Format every line of the records below as a numbered list, and skip any blank lines.

=====

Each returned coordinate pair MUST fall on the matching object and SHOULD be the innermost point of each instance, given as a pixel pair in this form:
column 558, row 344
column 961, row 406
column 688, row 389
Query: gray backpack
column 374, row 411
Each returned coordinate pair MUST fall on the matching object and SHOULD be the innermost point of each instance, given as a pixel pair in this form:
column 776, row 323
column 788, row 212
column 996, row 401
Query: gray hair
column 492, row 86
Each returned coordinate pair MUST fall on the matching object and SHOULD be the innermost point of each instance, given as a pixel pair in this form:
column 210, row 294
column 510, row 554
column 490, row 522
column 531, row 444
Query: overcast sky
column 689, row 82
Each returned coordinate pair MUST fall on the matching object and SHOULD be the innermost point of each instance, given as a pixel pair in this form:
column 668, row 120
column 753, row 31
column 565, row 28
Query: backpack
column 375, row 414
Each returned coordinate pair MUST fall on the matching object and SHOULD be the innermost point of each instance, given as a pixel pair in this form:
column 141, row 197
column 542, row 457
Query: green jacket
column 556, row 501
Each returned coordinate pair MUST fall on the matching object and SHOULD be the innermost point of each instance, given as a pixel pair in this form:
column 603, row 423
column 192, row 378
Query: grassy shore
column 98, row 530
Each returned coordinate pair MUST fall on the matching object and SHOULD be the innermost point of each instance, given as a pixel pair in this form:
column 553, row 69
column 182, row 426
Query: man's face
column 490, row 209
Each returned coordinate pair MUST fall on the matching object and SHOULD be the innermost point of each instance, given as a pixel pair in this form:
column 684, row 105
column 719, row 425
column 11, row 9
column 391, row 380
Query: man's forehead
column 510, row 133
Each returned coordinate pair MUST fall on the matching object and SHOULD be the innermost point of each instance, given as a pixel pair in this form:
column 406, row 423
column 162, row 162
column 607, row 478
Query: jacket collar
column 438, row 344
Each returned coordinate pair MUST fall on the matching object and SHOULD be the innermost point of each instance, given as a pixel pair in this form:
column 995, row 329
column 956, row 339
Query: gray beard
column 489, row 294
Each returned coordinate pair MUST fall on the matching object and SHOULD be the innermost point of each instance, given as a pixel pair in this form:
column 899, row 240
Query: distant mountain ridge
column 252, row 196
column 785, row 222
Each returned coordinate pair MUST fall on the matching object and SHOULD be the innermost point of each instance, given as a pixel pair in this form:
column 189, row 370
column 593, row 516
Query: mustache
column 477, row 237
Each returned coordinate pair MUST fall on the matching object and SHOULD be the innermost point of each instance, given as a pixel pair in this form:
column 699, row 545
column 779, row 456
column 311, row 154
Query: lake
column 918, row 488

=====

### RESPONSE BELOW
1. Each returned coordinate pair MUST fall on the matching object and SHOULD be the innermost point of each instance, given as a pixel pair in this form:
2. column 558, row 344
3. column 961, row 406
4. column 688, row 389
5. Query: gray backpack
6. column 374, row 411
7. Each returned coordinate pair MUST fall on the matching object and SHOULD be the innermost point of each instance, given as a pixel pair in this form:
8. column 776, row 323
9. column 788, row 212
10. column 996, row 401
11. Query: gray hair
12. column 492, row 86
13. Each returned coordinate pair MUST fall on the matching object and SHOULD be the innermost point of each instance, given as a pixel pair in this form:
14. column 210, row 294
15. column 510, row 554
16. column 490, row 522
17. column 531, row 444
18. Query: overcast sky
19. column 689, row 82
20. Each returned coordinate pair MUST fall on the matching object and SHOULD be the innermost point of each instance, given as a pixel pair in this form:
21. column 668, row 120
22. column 753, row 31
23. column 565, row 28
24. Query: backpack
25. column 375, row 414
26. Each returned coordinate pair MUST fall on the matching object and SHOULD be the innermost point of each instance, given as a pixel pair in this form:
27. column 141, row 197
28. column 542, row 457
29. Query: green jacket
30. column 556, row 501
31. Each returned coordinate pair MUST fall on the matching object and SHOULD be the innermost point of each instance, given as a pixel pair in this form:
32. column 603, row 423
33. column 192, row 378
34. Query: grassy shore
35. column 98, row 530
36. Each returned coordinate pair MUST fall on the matching object and SHOULD be the innermost point of each instance, given as a pixel pair in this form:
37. column 553, row 69
38. column 182, row 426
39. Query: man's face
40. column 490, row 209
41. Each returned coordinate pair MUST fall on the matching object and SHOULD be the innermost point of each instance, given as a pixel pair in this form:
42. column 684, row 105
43. column 719, row 425
44. column 11, row 9
45. column 391, row 380
46. Query: man's forehead
47. column 510, row 133
48. Each returned coordinate pair MUST fall on the matching object and SHOULD be the innermost point of each instance, given as a pixel pair in this form:
49. column 406, row 423
50. column 162, row 162
51. column 607, row 478
52. Query: jacket collar
53. column 438, row 344
54. Each returned coordinate pair MUST fall on the matching object and SHOULD be the innermost point of each instance, given as a pixel pair in this form:
55. column 995, row 329
56. column 956, row 339
57. Query: gray beard
58. column 489, row 294
59. Each returned coordinate pair MUST fall on the matching object and SHOULD be the innermost point of each instance, given as a pixel pair in this form:
60. column 899, row 240
61. Query: distant mountain ridge
62. column 252, row 196
63. column 785, row 222
64. Each returned coordinate pair MUST fall on the matching object and SHOULD be the innermost point of each instance, given as a pixel pair in this form:
65. column 189, row 370
66. column 593, row 516
67. Query: mustache
68. column 477, row 237
69. Each returned coordinate pair MUST fall on the matching object and SHOULD be the innermost point of each instance, given as a pixel pair in this form:
70. column 699, row 545
71. column 779, row 456
72. column 311, row 154
73. Query: lake
74. column 918, row 488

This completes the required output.